Ataque em escolas: aplicativos de games e bate-papo são monitorados pela SSP

Especialistas discutem como jogos violentos afetam os jovens 

csm_Ifba_d005ffea6fCampus do Ifba em Salvador adotará medidas mais rígidas de segurança (Paula Fróes/CORREIO)

O episódio de terror vivenciado no Colégio Estadual Luiz José de Oliveira, na Fazenda Grande I, em Salvador, na manhã desta quinta-feira (13) intensificou o alerta das autoridades que estão combatendo as ameaças de ataques às escolas baianas. Após o estudante de 20 anos ter alegado que foi chantageado e coagido por criminosos a realizar ameaças contra professores e colegas através de um aplicativo, a Secretaria de Segurança Pública (SSP) informou que a Polícia Civil está monitorando o WhatsApp, Instagram, Facebook e Discord de todos os suspeitos que estão tentando causar pânico no ambiente escolar.

Dentre as redes sociais que são alvo de inspeção da polícia, o Discord chama atenção por ser uma plataforma voltada principalmente para a comunicação de gamers, com recurso de chat durante os jogos online. O aplicativo ficou na mira das investigações porque através dele, em grandes coletivos virtuais, muitos jogadores, sobretudo crianças e adolescentes, jogam jogos com forte apelo à brutalidade e podem ter contato com criminosos que estimulam o cumprimento de missões violentas na vida fora das telas.

Normalmente, os jogos escolhidos são os de tiros, com classificação indicativa superior aos 16 e 18 anos, com linguagem imprópria e, em alguns casos, conteúdo sexual. Os jogos têm narrativa fundamentada em matar o adversário, que por vezes são criaturas fantasiosas ou já extintas. Segundo Isa Coutinho, pesquisadora em jogos digitais pela Uneb e gestora escolar, o nível de imersão e a satisfação ao cumprir as tarefas do jogo torna o jovem mais suscetível à sedução de extrapolar o poder experimentado na tela do celular, TV ou computador e testá-lo no mundo real.

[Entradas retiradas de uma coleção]
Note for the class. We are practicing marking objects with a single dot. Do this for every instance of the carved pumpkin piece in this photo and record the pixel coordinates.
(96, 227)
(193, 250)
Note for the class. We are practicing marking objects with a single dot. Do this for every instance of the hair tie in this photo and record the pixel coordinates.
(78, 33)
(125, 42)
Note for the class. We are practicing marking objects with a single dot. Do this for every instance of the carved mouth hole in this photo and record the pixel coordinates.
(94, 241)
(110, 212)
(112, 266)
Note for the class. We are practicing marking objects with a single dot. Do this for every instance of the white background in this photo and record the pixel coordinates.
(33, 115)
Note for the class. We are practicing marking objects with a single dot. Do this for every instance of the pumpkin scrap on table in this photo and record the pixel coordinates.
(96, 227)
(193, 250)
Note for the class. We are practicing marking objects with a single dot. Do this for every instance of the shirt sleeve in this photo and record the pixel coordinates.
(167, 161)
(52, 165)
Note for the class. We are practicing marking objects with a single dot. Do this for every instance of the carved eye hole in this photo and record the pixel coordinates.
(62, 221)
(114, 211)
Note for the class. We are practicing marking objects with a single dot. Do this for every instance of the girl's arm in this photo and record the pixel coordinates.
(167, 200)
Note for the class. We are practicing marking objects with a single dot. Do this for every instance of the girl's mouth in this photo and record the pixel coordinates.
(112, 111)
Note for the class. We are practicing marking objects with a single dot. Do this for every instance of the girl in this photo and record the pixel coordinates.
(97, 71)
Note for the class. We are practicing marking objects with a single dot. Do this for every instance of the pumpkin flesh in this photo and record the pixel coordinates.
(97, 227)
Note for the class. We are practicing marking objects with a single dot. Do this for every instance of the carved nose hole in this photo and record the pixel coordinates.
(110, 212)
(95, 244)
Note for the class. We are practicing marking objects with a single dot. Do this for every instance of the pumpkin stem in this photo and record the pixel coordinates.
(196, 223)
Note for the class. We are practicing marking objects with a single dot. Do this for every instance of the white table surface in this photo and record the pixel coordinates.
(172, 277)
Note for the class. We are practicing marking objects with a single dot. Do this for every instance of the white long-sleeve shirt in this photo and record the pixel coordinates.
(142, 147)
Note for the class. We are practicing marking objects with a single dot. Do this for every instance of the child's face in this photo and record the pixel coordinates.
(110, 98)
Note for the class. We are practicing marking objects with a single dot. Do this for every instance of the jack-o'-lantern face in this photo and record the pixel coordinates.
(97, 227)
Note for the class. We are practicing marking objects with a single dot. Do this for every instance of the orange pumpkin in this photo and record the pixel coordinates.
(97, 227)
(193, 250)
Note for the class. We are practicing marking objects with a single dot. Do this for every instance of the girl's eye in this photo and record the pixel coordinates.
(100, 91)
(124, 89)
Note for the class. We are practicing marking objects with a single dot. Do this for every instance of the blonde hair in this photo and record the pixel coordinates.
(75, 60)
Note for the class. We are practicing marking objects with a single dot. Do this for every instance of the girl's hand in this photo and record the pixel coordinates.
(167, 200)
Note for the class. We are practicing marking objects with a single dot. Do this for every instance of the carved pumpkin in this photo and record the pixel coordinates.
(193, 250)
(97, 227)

Enunciado:
Troque "Especialistas" por "Pesquisadores" no trecho do texto sobre ataques em escolas que começa em "Ataque em escolas: aplicativos" e segue até "segurança (Paula Fróes/CORREIO)", e apresente o trecho alterado. Os dados formam um material à parte, independente do texto.

Resposta:
Ataque em escolas: aplicativos de games e bate-papo são monitorados pela SSP

Pesquisadores discutem como jogos violentos afetam os jovens 

csm_Ifba_d005ffea6fCampus do Ifba em Salvador adotará medidas mais rígidas de segurança (Paula Fróes/CORREIO)